> [Task requirements]
1. In the priority encoder thread, at what clock frequency must the 64-bit encoder operate?
2. In the priority encoder thread, reproduce the part that opens with the words containing "If you have" and closes with "other recursive algorithms.", swapping "hassle" out for "complexity".

> [Supplied text]
64 bit priority encoder

[suchitra]

Hello I wish to implement a synthesisable code for 64 bit priority
encoder which should work on 500 Mhz. The normal if else statements
will infer a combinatoral which will fail in timing. Can any one
suggest an alternative method.
I tried to look for something called lookahead priority encoder but
didnot get any nice article on it.
looking fordward for your replies
Regards
Suchitra

 

[glen herrmannsfeldt]

John_H wrote:
(snip)

If you have 8 priority encoders 8-bits each, the outputs would be fed to
another 8-bit priority encoder where the enables are the OR of the 8 enables
that fed each stage. You get the rough equivalent of the lookahead carry
without some of the hassle.

Yes, just like other recursive algorithms.

But 500 MHz?

As above, but add pipeline registers between each one, but
500MHz is pretty fast. It might be that six levels of two bit
priority encoders and appropriate pipeline registers could do
it. How fast is your logic, and how wide are the gates?

You can't get faster than one level of logic between latches,
though if you are doing this in an ASIC consider the Earle latch.

-- glen

 

[John_H]

"suchitra" <ssbhide@rediffmail.com> wrote in message
news:110cc2fe.0502020843.35f9bba@posting.google.com...

Hello I wish to implement a synthesisable code for 64 bit priority
encoder which should work on 500 Mhz. The normal if else statements
will infer a combinatoral which will fail in timing. Can any one
suggest an alternative method.
I tried to look for something called lookahead priority encoder but
didnot get any nice article on it.

> [Entries shown]
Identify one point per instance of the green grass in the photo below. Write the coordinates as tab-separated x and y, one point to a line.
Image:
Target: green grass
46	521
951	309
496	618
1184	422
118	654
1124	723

> [Worked answers]
1. 500 MHz

2.
If you have 8 priority encoders 8-bits each, the outputs would be fed to
another 8-bit priority encoder where the enables are the OR of the 8 enables
that fed each stage. You get the rough equivalent of the lookahead carry
without some of the complexity.

Yes, just like other recursive algorithms.